**課題と練習:**
1. 排出量取引制度をめぐる発言のうち、「こうした制度設計や不確実性の」から「減にならないということです。」まで（両端を含む）を、「シンクタンク」を「研究機関」に置き換えて書き直してください。
2. 排出量取引制度をめぐる発言を、最後の文の後から書き進めてください。

**表示本文:**
%%
こうした制度設計や不確実性の中で、そういう中でも、民間のシンクタンクでは一定の仮定を置いた上で価格水準の分析を行っております。この分析におきましては、制度対象者の排出削減経路ですとか排出量取引制度におけるオークションの有償比率などについて一定の仮定を置いた上で、例えば二〇四〇年における排出量取引制度のオークション単価につきましては、CO2一トン当たり約七千円から一万円と試算をしているところでございます。こうした分析も参考にしながら政府として検討を進めてまいりたいと、このように考えております。
○岩渕友君 今の試算は、日本エネルギー経済研究所の試算なのかな。あっ、済みません、答弁はいいんですけど。その試算を見ると、二〇三三年は、今二〇四〇年お答えいただいたんですけど、発電事業者の有償オークションにおける炭素価格というのは一トン当たり三千三百円から三千五百円というふうにしているんですね。
一方で、IPCCは、二〇二二年、一・五度目標に整合する二〇三三年の限界削減費用を一トン当たり二百二十六から三百八十五USドルというふうに推計しているんです。これ、比較をすると、日本の想定炭素価格というのは十分の一程度になっちゃうんですよね。これでは国際的に必要な排出削減にならないということです。
これ、排出枠の割当てに当たって、先行するEUETSの教訓を学ぶべきだというふうに思うんですね。EUでは、二〇一七年頃までは、排出枠が実際の排出量に比べて過剰で、炭素価格が低迷をして排出削減も十分に進まなかったと。排出枠の割当ては非常に重要だということです。具体的な排出枠の設定について、業務特殊性、製造拠点の国外移転、カーボンリーケージのリスク、GX関連研究開発の実施状況等を勘案した政府指針に基づいて定めるというふうにしていますけれども、それぞれ過剰な追加排出枠が認められるんじゃないかということで懸念をしています。
例えば、GX関連研究開発というふうに言いますけれども、このGX分野に貢献しそうな分野、研究、技術開発を行っている分野ということになると、もう重要産業分野のほとんどが対象に入ることになるんじゃないかというふうに思うんですね。研究及び技術開発をこれ公平に指標化できるのでしょうか。
%%
**保存済みの行:**
%%
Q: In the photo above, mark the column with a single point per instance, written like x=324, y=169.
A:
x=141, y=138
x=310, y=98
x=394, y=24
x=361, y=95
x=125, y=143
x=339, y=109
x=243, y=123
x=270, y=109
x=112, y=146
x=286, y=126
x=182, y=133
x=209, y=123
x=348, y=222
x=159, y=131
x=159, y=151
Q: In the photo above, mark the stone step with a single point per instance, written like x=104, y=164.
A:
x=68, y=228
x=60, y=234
%%
**課題の結果:**
1.
こうした制度設計や不確実性の中で、そういう中でも、民間の研究機関では一定の仮定を置いた上で価格水準の分析を行っております。この分析におきましては、制度対象者の排出削減経路ですとか排出量取引制度におけるオークションの有償比率などについて一定の仮定を置いた上で、例えば二〇四〇年における排出量取引制度のオークション単価につきましては、CO2一トン当たり約七千円から一万円と試算をしているところでございます。こうした分析も参考にしながら政府として検討を進めてまいりたいと、このように考えております。
○岩渕友君 今の試算は、日本エネルギー経済研究所の試算なのかな。あっ、済みません、答弁はいいんですけど。その試算を見ると、二〇三三年は、今二〇四〇年お答えいただいたんですけど、発電事業者の有償オークションにおける炭素価格というのは一トン当たり三千三百円から三千五百円というふうにしているんですね。
一方で、IPCCは、二〇二二年、一・五度目標に整合する二〇三三年の限界削減費用を一トン当たり二百二十六から三百八十五USドルというふうに推計しているんです。これ、比較をすると、日本の想定炭素価格というのは十分の一程度になっちゃうんですよね。これでは国際的に必要な排出削減にならないということです。

2.
○政府参考人(畠山陽二郎君) お答え申し上げます。
本制度では、業種ごとに目指すべき水準を定めるベンチマーク方式と、それから、基準とする年度の排出量から毎年度一定率の削減を求めるグランドファザリングによる割当てを行うことを基本といたします。
これらの割当て基準につきまして、制度対象事業者の実態を踏まえつつ、適正な範囲内で徐々に強化をしていくことによりまして、事業者の脱炭素投資を着実に後押ししていくことを想定しておりまして、排出枠の割当てが過剰に行われるものとは考えておりません。
その上で、産業競争力、国内雇用の維持強化の観点から、カーボンリーケージの回避ですとか、中長期的な革新技術への投資に対するインセンティブが確保されるよう、製造拠点の国外移転リスクやGX分野の研究開発投資の実施状況等を勘案して割当て量を決定することとしてございます。
このうち、御指摘ありました研究開発投資についてでございますけれども、この追加割当てにつきましては、足下の排出削減に加えまして、カーボンニュートラルに不可欠な中長期の研究開発、これをしっかり引き出していくことが大事だと思っております。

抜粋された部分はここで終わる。